Please turn each line of the data below into a JSON array of strings, one string per line, with blank lines omitted.

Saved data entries
--------

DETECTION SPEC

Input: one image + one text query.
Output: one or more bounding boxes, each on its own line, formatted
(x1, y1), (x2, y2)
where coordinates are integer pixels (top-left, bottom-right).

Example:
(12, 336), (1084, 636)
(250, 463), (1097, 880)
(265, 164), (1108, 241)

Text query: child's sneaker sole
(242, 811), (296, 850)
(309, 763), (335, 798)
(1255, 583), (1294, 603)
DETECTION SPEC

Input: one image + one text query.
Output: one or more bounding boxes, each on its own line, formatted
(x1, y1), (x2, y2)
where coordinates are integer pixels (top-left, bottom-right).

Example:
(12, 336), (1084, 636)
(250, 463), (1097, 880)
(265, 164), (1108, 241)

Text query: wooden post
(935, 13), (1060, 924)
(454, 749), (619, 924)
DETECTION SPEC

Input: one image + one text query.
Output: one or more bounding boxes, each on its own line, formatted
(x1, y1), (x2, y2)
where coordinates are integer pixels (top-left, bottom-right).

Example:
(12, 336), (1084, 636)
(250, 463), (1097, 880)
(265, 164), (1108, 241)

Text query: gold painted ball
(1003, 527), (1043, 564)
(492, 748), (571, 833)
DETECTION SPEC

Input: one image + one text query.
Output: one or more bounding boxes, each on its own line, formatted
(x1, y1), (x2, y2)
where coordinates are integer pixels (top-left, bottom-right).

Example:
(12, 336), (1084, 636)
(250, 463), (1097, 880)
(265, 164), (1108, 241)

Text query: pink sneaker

--------

Answer for this exercise:
[
  "DETECTION SPEC",
  "Input: one image + one text query.",
  "Output: one or more bounding boxes, each on its own line, formatted",
  "(x1, y1), (x2, y2)",
  "where coordinates are integer pixels (top-left, bottom-right).",
  "Example:",
  "(12, 336), (1084, 636)",
  "(250, 463), (1097, 880)",
  "(265, 164), (1108, 241)",
  "Text query: child's sneaker sole",
  "(242, 811), (296, 850)",
  "(309, 763), (335, 798)",
  "(1255, 583), (1294, 603)",
  "DETECTION SPEC",
  "Input: one image + one text query.",
  "Output: one or more bounding boxes, each on its own line, formatted",
  "(x1, y1), (x2, y2)",
  "where coordinates are integer pixels (top-left, bottom-right).",
  "Example:",
  "(12, 336), (1084, 636)",
  "(250, 463), (1097, 880)",
  "(265, 164), (1108, 241)",
  "Text query: wooden post",
  "(935, 13), (1060, 924)",
  "(454, 749), (619, 924)",
  "DETECTION SPEC",
  "Input: one image + one text query.",
  "Output: one or more bounding boxes, each on its own line, formatted",
  "(x1, y1), (x2, y2)",
  "where coordinates are integer pixels (top-left, bottom-right).",
  "Example:",
  "(12, 336), (1084, 636)",
  "(250, 463), (1097, 880)",
  "(265, 164), (1108, 241)",
  "Text query: gold painted ball",
  "(1003, 527), (1043, 564)",
  "(492, 748), (571, 833)",
  "DETECTION SPEC",
  "Input: one image + one text query.",
  "Output: one or more bounding boxes, each on its own line, formatted",
  "(x1, y1), (x2, y2)",
  "where coordinates are integer pixels (top-left, bottom-right).",
  "Example:",
  "(12, 336), (1084, 636)",
  "(250, 463), (1097, 880)",
  "(265, 164), (1108, 241)",
  "Text query: pink sneaker"
]